**FRAGMENTO CITADO:**
Sin embargo, estos avances han provocado la ira de todo el espectro político. Parte de la izquierda ha tachado estos avances de desviar la atención de los llamados "verdaderos" problemas de derechos humanos. La derecha ha denunciado el alejamiento de una visión eurocéntrica de la sociedad centrada en el ser humano. Los detractores de los derechos de los más que humanos, que normalmente discrepan en la mayoría de las cuestiones políticas, parecen extrañamente unidos en este tema. La antipatía hacia los derechos de los no humanos ha creado alianzas extrañas.
Lo que tienen en común los críticos de todas las tendencias es una incomprensión fundamental de cómo, cuándo y por qué cambian los derechos. Hay tres objeciones comunes a los derechos más-que-humanos y cada una de ellas se basa en una lógica profundamente errónea. Buscar un discurso participativo verdaderamente sólido sobre la evolución de los derechos exige identificar y superar estas líneas de razonamiento erróneas.
En primer lugar, algunos afirman que la idea de los derechos de los no humanos, en concreto de las entidades tecnológicas, es peligrosa. Los defensores de este argumento creen que debatir los derechos de los robots en particular ignora los peligros de un sistema capitalista que explota activamente a los grupos vulnerables y sólo sirve a los intereses de las empresas que tratan de eludir la responsabilidad por las acciones de sus productos. Curiosamente, este mismo grupo se muestra a menudo reacio al tema de los derechos de la naturaleza y los animales.

**TAREA ESCRITA:**
Copia del texto sobre los derechos de los no humanos todo lo que va desde "Sin embargo, estos" hasta "creado alianzas extrañas.", sin cambiar nada. No hace falta usar las líneas para nada.

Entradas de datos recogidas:

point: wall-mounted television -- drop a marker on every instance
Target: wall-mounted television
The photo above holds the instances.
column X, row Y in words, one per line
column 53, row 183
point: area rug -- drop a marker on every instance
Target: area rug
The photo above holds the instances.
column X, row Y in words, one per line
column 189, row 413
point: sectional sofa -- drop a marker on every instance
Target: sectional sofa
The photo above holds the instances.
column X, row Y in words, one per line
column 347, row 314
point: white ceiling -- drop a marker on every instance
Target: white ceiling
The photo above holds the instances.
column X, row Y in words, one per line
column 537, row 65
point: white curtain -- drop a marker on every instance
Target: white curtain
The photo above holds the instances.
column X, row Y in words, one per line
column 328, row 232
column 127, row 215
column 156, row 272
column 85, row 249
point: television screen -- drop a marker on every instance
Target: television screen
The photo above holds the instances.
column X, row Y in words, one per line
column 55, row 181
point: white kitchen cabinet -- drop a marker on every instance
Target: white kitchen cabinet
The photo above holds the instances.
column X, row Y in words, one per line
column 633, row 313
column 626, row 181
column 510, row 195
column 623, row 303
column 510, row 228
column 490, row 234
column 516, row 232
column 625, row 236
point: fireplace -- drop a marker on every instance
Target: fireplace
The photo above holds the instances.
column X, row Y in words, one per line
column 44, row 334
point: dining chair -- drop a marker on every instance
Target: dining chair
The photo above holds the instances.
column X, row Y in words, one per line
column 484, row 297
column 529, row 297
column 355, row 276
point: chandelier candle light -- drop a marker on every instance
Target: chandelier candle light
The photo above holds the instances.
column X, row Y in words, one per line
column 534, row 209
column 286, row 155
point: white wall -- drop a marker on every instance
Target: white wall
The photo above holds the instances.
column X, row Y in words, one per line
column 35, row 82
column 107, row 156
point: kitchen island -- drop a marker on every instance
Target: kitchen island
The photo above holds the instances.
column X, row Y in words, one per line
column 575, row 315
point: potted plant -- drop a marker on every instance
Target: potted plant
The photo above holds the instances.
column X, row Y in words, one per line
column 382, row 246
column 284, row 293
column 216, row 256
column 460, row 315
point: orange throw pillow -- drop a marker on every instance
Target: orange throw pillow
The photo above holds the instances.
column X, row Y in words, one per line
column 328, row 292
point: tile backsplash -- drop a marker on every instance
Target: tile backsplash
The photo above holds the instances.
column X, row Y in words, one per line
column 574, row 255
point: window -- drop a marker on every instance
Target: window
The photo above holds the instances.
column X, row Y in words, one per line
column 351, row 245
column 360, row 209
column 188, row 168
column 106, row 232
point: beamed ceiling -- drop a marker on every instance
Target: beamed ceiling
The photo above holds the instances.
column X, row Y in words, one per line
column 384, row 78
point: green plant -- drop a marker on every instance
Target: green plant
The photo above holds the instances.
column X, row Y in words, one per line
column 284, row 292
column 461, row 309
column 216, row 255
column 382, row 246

**SOLUCIÓN DEL EJERCICIO:**
Sin embargo, estos avances han provocado la ira de todo el espectro político. Parte de la izquierda ha tachado estos avances de desviar la atención de los llamados "verdaderos" problemas de derechos humanos. La derecha ha denunciado el alejamiento de una visión eurocéntrica de la sociedad centrada en el ser humano. Los detractores de los derechos de los más que humanos, que normalmente discrepan en la mayoría de las cuestiones políticas, parecen extrañamente unidos en este tema. La antipatía hacia los derechos de los no humanos ha creado alianzas extrañas.